[Extracted information]

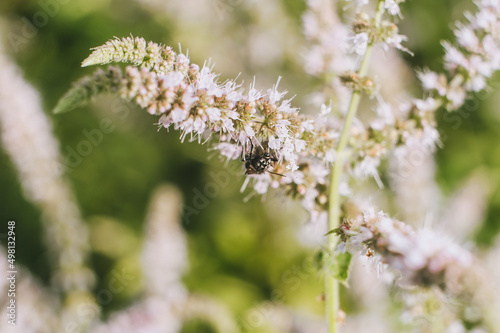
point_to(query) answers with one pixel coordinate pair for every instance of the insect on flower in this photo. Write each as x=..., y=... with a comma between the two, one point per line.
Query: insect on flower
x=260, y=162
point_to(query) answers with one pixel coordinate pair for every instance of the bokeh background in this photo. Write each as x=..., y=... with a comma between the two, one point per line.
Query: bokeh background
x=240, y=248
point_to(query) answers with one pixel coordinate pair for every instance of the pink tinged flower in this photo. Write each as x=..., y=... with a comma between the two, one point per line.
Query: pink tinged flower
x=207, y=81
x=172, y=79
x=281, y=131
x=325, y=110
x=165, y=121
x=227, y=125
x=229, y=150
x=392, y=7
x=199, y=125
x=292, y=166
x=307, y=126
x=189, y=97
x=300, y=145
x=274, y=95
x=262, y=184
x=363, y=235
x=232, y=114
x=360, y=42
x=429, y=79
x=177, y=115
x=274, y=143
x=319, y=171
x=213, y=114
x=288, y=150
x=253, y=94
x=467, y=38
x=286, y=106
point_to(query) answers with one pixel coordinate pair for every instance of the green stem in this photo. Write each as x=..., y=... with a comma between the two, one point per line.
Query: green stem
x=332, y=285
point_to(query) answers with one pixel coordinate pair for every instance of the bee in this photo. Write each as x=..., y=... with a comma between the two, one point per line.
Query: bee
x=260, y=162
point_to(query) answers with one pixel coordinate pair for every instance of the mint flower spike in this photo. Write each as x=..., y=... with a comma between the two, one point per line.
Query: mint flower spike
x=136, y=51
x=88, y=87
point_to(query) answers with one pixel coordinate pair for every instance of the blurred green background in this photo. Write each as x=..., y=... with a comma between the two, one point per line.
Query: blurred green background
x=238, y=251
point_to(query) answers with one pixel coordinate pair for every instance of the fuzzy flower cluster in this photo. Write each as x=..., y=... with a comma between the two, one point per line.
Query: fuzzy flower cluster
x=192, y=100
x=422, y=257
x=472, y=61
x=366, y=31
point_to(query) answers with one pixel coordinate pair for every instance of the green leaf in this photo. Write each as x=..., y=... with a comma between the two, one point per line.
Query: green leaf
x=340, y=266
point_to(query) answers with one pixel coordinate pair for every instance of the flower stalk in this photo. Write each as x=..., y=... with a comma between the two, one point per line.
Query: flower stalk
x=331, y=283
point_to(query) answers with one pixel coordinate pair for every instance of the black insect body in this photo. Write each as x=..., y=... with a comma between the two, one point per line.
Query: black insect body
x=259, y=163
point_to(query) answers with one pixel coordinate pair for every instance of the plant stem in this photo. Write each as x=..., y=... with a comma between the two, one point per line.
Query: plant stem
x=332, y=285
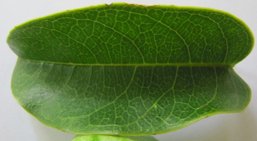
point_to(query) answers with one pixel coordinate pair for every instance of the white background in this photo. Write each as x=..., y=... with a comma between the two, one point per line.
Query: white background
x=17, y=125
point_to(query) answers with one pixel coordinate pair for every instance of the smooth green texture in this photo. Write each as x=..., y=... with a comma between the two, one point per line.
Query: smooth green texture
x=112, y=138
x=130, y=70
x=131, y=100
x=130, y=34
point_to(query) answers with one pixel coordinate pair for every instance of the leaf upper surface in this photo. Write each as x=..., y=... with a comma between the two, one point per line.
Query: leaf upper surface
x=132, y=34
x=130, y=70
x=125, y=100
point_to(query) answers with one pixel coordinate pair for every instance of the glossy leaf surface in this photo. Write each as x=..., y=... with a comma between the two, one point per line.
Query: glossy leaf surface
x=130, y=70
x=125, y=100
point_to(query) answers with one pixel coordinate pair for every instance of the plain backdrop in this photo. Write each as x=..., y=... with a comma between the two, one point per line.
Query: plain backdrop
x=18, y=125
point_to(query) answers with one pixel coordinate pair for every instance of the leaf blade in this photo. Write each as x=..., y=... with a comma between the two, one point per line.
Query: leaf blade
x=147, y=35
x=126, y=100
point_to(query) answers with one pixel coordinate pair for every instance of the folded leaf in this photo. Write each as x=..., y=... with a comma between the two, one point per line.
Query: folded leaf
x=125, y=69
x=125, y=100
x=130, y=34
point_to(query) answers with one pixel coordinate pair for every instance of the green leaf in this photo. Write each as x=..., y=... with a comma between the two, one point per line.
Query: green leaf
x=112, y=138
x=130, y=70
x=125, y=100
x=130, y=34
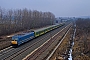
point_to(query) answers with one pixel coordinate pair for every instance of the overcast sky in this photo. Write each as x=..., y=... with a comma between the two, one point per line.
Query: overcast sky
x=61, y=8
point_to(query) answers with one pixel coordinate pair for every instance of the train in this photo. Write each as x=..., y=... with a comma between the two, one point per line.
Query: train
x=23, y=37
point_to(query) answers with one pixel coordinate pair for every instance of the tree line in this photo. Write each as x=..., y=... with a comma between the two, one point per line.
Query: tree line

[/Extracted information]

Work item: Output only the lines from the start of the data through the line that holds "of the bokeh". Keep them exact and leave the pictures out.

Output of the exercise:
point_to(query) answers with one pixel coordinate pair for every instance of the insect on flower in this photo. Write each as x=..., y=... with a comma between the two, one point per line.
Query: insect on flower
x=260, y=162
point_to(query) answers with one pixel coordinate pair for every instance of the bokeh background in this photo. Write each as x=..., y=... with a comma between the two, one point per line.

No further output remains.